**Check your understanding:**
a) The scholarship article names some of the biggest names in the Australian voice-over industry. List those people.
b) From the scholarship article, reproduce everything from "Blake had wondered" down to "long form reads.".

**Supplied passage:**

*** Begin section ***

15 FEBRUARY 2022
We’ve all made a call to a business and ended up with an automated message, telling us what buttons to press, how long the wait is and other titbits about the business. Have you ever wondered about the person behind the microphone? About what goes into these recordings? What about when you have been watching TV and an advertisement has come on with a voice-over. Have you wondered about the person behind the voice?
You may have heard Blake’s voice, one of the 2019 Go for Gold Scholarship recipients. After reading some of the stories of previous scholarship recipients, Blake found it really interesting to see how people with MS (Multiple Sclerosis) were using their scholarships to achieve wonderful things.
“The stories that grabbed me the most were where recipients used their funds for various artistic pursuits, and I have always had an interest in the creative realm.”
Blake had wondered what it was like to be a voice-over artist, and after receiving his scholarship he set up a home studio and enrolled in a course run by Stage Milk. For those in the know, these courses sell out within a day and allowed Blake to work with some of the biggest names in the Australian voice over industry, including Andrew Hearle, Dorje Swallow and Felicity Jurd. You may not know their names, but you would have heard their voices.
For six weeks Blake ‘stood in the box’ with amazing talent, doing reps behind the mic, and learning several types of short and long form reads.
“When you first go in (to the box) it’s a bit nerve wracking. At the start you think ‘do I have a good enough voice?’ But by the end of the course, you’re quite confident in your ability.”

*** End section ***

**Extracted entries:**
*** Begin section ***

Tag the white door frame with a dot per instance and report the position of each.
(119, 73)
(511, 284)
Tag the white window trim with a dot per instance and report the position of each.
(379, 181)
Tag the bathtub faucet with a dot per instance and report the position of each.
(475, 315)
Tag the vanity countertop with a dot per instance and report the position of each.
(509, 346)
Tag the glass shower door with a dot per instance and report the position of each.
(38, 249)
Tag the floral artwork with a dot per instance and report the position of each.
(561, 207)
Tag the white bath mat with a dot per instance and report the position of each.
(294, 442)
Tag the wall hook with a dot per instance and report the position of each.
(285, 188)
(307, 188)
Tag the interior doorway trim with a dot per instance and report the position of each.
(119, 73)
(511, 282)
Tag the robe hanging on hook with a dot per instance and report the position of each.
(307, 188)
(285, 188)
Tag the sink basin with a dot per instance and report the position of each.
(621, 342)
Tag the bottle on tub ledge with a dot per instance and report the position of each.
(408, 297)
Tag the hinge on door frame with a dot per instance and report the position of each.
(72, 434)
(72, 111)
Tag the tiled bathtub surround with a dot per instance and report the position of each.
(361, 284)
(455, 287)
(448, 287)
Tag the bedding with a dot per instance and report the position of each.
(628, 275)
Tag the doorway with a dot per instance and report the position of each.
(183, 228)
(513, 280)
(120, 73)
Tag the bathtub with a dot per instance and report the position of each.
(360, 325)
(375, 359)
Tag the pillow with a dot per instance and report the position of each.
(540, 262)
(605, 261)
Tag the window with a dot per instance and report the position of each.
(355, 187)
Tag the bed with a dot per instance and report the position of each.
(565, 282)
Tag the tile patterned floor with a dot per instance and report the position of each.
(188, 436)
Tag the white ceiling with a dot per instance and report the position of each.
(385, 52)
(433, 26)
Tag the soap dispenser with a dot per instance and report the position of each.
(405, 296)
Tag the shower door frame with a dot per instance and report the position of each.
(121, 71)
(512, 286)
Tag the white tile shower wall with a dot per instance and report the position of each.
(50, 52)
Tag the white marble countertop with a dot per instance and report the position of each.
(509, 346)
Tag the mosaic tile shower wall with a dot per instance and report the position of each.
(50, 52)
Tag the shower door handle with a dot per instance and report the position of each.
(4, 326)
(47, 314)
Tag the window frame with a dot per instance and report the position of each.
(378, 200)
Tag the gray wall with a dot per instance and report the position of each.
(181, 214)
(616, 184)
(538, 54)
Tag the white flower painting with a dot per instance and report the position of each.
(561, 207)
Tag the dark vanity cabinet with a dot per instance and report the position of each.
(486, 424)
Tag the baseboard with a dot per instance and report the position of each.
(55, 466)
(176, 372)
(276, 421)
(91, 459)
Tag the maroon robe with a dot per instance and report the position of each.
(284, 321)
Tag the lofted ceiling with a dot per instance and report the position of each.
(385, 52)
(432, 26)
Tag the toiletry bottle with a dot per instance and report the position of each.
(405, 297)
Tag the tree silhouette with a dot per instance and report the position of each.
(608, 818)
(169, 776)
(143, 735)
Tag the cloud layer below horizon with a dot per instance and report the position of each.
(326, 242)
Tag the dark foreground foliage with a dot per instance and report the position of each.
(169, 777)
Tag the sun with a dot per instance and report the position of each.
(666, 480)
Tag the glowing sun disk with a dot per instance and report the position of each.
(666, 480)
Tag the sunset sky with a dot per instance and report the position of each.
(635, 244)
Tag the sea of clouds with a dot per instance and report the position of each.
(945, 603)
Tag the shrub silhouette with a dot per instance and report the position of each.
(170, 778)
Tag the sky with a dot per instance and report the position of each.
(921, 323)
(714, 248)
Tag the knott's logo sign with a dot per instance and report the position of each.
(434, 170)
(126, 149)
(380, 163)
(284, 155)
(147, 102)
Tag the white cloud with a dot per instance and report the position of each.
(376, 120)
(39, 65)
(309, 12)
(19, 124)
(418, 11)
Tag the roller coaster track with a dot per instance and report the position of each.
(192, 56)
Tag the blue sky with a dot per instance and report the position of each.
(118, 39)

*** End section ***

**Exercise answers:**
a)
Andrew Hearle
Dorje Swallow
Felicity Jurd

b)
Blake had wondered what it was like to be a voice-over artist, and after receiving his scholarship he set up a home studio and enrolled in a course run by Stage Milk. For those in the know, these courses sell out within a day and allowed Blake to work with some of the biggest names in the Australian voice over industry, including Andrew Hearle, Dorje Swallow and Felicity Jurd. You may not know their names, but you would have heard their voices.
For six weeks Blake ‘stood in the box’ with amazing talent, doing reps behind the mic, and learning several types of short and long form reads.